_PROBLEM STATEMENT:_
Report each line of the listing below that contains the word "tail", copying those lines in full. Match case exactly.

-------------------------

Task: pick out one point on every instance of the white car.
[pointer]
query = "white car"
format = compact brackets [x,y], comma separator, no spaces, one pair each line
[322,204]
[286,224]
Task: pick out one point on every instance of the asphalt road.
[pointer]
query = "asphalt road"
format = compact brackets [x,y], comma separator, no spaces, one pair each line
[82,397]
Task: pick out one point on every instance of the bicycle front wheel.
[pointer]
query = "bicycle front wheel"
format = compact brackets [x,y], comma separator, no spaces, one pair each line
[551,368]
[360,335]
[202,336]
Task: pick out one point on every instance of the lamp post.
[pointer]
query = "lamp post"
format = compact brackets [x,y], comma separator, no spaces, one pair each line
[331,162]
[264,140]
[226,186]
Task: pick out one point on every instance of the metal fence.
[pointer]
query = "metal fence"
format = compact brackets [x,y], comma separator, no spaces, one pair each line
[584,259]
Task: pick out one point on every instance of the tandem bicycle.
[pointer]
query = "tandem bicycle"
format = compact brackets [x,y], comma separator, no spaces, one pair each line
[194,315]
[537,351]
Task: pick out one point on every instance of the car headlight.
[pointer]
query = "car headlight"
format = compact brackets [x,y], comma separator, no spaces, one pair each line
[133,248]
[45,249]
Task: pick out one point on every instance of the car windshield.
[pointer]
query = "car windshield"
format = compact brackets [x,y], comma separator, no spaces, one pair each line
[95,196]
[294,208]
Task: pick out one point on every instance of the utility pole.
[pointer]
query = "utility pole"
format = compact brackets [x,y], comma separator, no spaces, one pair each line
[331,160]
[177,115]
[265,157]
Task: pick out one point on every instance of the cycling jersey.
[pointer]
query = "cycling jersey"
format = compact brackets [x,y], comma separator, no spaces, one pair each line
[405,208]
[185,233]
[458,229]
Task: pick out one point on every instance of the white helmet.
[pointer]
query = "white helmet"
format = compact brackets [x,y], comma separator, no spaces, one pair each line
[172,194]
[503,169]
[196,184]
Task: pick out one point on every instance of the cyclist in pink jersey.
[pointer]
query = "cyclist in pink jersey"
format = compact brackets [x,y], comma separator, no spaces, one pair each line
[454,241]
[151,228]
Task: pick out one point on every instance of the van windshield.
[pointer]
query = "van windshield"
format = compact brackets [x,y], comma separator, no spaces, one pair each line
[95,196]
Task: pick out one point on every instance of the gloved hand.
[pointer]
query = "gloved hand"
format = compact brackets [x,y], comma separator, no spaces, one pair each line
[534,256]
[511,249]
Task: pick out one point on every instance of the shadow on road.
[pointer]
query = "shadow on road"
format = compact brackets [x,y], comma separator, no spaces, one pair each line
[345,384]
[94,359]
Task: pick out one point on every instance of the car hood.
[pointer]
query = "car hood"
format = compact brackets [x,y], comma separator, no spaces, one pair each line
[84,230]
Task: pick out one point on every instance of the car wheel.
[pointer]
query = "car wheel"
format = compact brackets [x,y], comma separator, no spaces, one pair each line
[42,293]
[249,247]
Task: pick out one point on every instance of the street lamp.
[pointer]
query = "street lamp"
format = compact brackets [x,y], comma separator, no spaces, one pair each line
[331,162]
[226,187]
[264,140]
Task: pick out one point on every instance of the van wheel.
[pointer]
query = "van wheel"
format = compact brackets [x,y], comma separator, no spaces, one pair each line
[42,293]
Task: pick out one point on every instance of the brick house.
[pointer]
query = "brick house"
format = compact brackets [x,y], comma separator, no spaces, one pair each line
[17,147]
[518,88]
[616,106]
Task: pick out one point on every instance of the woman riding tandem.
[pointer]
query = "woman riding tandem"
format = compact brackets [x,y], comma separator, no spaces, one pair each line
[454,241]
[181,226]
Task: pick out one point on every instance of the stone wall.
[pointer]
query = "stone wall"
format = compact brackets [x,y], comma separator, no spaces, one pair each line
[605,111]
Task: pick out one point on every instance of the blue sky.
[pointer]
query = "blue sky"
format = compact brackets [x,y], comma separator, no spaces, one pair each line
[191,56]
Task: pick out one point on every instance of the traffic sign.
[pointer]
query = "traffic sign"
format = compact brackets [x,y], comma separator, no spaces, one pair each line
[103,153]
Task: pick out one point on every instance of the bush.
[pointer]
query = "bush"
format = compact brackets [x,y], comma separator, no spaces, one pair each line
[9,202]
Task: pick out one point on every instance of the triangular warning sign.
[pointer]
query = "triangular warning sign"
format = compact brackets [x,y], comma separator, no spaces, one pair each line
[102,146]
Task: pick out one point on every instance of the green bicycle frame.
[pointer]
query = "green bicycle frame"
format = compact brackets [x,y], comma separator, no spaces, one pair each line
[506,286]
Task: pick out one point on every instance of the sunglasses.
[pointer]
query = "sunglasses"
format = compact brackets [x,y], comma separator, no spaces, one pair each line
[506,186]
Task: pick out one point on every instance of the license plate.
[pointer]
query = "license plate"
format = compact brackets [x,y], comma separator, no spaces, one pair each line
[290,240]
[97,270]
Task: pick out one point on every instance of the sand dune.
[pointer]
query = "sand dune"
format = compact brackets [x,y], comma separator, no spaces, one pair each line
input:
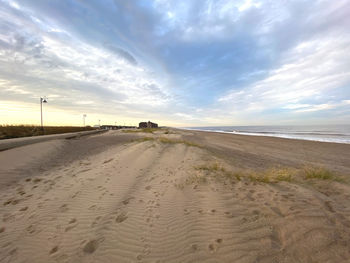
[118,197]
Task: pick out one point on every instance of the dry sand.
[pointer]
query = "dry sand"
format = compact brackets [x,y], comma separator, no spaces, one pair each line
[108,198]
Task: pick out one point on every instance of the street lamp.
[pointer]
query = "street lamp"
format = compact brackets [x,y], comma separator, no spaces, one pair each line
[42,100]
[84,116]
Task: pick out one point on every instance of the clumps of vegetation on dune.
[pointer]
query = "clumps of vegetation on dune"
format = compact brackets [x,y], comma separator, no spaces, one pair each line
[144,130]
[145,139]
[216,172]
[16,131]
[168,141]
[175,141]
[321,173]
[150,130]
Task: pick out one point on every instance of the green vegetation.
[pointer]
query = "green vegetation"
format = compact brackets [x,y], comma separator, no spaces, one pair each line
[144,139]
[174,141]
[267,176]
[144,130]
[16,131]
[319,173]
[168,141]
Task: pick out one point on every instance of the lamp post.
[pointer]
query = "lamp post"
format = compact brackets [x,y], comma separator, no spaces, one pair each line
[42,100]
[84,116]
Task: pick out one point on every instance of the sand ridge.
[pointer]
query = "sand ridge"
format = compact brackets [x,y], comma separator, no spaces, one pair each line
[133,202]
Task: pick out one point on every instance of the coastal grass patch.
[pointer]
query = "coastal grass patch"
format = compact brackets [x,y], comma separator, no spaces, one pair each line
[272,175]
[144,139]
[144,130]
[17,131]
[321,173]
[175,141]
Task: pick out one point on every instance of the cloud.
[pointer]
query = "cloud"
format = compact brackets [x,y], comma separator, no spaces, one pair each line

-------------------------

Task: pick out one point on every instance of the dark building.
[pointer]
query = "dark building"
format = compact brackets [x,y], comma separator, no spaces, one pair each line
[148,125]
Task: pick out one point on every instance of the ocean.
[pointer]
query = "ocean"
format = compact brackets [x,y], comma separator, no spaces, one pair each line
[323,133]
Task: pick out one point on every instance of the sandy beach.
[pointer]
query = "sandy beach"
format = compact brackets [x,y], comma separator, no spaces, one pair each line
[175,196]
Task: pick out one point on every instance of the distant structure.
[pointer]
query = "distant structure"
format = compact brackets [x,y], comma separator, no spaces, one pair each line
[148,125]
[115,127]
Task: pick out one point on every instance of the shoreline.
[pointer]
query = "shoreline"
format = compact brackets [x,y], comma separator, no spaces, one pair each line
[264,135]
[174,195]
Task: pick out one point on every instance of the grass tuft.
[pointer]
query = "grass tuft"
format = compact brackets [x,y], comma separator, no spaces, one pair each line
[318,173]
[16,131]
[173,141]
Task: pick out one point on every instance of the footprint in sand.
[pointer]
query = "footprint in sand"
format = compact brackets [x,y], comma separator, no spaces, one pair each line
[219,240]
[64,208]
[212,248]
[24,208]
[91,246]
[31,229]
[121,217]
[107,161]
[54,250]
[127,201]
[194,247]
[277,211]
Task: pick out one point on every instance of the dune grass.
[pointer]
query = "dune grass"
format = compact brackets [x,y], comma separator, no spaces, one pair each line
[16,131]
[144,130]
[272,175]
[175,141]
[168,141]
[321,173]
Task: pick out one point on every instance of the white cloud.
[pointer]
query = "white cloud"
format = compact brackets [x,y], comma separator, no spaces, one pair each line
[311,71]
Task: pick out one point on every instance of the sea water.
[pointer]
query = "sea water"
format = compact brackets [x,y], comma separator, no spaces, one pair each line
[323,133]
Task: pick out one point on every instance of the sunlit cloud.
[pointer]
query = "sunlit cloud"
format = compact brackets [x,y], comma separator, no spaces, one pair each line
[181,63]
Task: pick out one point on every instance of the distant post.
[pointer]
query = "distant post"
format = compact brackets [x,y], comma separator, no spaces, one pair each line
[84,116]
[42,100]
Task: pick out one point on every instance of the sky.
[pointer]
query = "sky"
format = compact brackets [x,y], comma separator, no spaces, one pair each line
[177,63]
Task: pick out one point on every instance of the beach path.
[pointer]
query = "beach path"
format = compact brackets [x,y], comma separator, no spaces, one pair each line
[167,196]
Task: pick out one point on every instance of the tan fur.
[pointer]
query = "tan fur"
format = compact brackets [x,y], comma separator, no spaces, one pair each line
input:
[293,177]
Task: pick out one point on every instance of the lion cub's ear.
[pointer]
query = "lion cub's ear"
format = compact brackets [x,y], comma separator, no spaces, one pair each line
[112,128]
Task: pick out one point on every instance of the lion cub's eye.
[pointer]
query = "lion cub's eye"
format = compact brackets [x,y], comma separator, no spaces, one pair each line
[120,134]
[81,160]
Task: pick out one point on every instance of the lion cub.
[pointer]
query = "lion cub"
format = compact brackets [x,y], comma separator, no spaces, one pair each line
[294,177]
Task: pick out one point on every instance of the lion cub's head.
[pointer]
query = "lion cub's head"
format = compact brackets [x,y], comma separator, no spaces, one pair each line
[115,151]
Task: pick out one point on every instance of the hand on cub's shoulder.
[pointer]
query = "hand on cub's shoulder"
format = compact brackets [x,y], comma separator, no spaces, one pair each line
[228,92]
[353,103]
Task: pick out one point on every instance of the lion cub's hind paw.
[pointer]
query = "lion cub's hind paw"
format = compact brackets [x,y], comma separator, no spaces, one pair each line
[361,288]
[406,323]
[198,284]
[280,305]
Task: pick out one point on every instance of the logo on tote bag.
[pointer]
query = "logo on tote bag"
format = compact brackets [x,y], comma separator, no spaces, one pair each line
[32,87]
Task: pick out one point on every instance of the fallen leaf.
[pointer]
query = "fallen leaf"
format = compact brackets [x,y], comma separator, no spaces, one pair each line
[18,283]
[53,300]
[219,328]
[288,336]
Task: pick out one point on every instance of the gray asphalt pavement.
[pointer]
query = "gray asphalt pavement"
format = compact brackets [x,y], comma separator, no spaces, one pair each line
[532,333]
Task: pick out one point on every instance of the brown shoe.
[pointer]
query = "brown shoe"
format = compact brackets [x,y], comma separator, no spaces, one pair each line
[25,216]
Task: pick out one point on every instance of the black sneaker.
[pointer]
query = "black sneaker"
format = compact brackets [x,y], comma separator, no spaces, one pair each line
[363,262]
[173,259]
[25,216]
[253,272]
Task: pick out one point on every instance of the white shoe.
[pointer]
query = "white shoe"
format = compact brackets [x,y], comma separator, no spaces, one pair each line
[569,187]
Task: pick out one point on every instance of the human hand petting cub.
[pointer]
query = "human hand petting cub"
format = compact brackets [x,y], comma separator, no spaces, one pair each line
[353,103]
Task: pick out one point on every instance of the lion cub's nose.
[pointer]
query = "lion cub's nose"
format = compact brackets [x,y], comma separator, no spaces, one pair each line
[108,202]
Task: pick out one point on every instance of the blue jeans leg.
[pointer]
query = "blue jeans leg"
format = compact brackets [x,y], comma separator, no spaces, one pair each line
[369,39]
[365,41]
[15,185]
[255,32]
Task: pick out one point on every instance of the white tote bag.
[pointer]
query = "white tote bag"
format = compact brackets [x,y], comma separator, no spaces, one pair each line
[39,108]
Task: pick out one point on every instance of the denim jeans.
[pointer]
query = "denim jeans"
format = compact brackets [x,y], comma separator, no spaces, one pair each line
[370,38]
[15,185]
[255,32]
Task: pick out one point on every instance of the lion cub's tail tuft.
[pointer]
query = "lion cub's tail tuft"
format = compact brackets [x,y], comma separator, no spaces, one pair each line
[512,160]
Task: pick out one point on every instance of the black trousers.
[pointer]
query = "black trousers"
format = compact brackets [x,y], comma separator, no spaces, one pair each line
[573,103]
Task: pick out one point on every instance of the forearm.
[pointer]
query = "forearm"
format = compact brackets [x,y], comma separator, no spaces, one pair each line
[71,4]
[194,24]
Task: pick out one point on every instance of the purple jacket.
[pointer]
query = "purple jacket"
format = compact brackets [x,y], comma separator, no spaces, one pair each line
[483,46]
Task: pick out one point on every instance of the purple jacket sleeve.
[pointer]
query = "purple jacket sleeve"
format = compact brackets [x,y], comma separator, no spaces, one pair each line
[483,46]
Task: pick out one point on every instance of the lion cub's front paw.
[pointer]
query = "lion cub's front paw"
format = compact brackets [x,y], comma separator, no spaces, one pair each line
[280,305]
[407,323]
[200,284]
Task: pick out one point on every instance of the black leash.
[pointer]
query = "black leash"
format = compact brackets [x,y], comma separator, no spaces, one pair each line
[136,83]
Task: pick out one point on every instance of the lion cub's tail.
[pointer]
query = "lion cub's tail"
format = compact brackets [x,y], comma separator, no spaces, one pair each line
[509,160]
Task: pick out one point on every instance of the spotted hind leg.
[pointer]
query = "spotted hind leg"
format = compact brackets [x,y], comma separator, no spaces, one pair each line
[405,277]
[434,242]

-------------------------

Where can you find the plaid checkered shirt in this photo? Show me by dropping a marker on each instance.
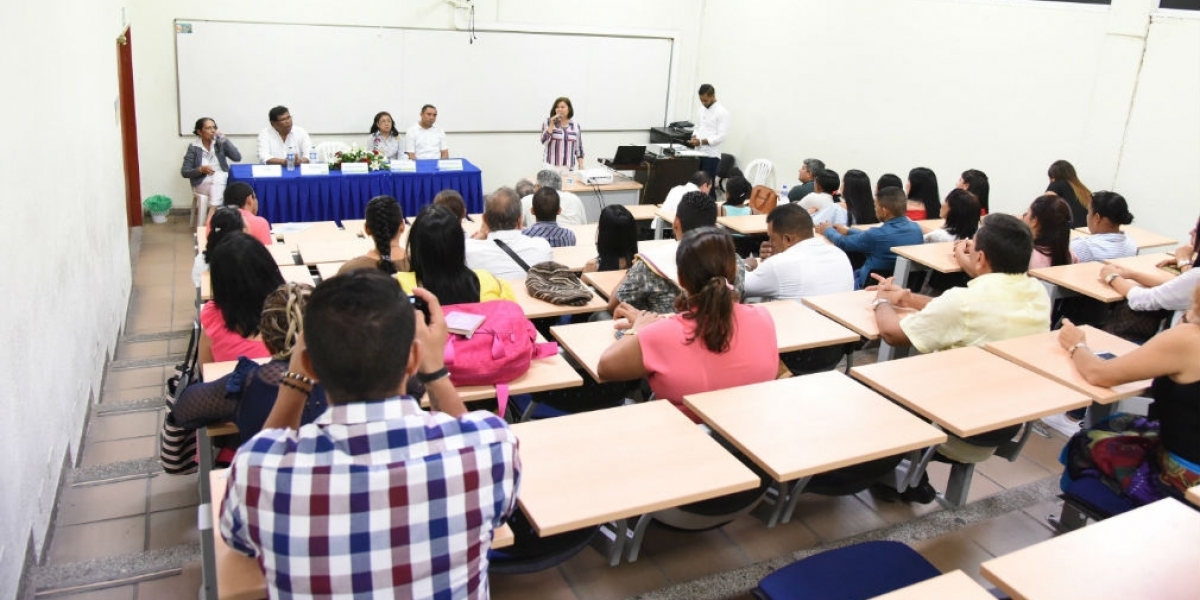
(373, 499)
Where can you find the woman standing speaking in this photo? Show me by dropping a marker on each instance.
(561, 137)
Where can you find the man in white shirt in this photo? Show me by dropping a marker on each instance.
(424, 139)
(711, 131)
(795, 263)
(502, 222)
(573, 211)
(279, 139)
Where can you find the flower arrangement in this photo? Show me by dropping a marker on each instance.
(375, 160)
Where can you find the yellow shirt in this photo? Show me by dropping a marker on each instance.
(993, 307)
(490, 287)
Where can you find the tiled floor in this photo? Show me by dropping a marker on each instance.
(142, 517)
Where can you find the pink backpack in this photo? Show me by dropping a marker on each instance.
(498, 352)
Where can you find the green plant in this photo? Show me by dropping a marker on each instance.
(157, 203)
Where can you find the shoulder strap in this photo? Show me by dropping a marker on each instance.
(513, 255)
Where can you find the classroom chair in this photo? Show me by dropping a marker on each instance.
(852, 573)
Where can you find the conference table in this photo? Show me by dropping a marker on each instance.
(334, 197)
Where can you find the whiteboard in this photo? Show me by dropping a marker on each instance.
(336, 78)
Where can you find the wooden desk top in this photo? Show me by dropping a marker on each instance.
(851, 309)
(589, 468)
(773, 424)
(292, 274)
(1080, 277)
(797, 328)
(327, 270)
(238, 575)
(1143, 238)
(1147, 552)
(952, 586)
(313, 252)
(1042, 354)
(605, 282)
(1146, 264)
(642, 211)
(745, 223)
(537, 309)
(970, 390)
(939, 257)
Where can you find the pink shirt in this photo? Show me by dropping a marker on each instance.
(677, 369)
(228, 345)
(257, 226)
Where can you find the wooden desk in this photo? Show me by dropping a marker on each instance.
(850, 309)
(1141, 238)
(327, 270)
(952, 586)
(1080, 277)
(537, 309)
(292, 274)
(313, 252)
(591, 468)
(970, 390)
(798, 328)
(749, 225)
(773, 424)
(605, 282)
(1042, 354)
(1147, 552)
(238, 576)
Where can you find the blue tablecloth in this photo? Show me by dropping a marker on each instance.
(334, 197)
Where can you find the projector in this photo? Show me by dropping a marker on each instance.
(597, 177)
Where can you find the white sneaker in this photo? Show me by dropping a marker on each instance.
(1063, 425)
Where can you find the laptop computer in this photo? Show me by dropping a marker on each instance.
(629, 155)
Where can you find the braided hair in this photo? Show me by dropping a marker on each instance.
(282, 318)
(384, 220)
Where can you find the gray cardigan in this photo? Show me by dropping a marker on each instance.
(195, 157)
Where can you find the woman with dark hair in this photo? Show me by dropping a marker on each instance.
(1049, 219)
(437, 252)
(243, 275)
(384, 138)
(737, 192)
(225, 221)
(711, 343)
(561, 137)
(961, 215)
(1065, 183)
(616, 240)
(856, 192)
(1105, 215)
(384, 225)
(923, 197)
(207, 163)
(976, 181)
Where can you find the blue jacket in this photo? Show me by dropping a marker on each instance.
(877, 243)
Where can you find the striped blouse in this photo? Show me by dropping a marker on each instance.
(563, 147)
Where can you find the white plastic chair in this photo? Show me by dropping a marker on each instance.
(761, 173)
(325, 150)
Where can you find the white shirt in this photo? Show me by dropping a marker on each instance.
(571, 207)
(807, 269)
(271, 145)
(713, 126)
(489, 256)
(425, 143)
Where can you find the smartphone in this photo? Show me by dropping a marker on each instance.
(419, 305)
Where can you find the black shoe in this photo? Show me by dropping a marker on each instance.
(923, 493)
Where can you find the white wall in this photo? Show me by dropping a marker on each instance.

-------------------------

_TASK OUTPUT:_
Task: pick out one point on every instance of the lion cub's tail tuft.
query = "lion cub's tail tuft"
Task: pick out one point on every instance of the lion cub's tail.
query = "lion cub's tail"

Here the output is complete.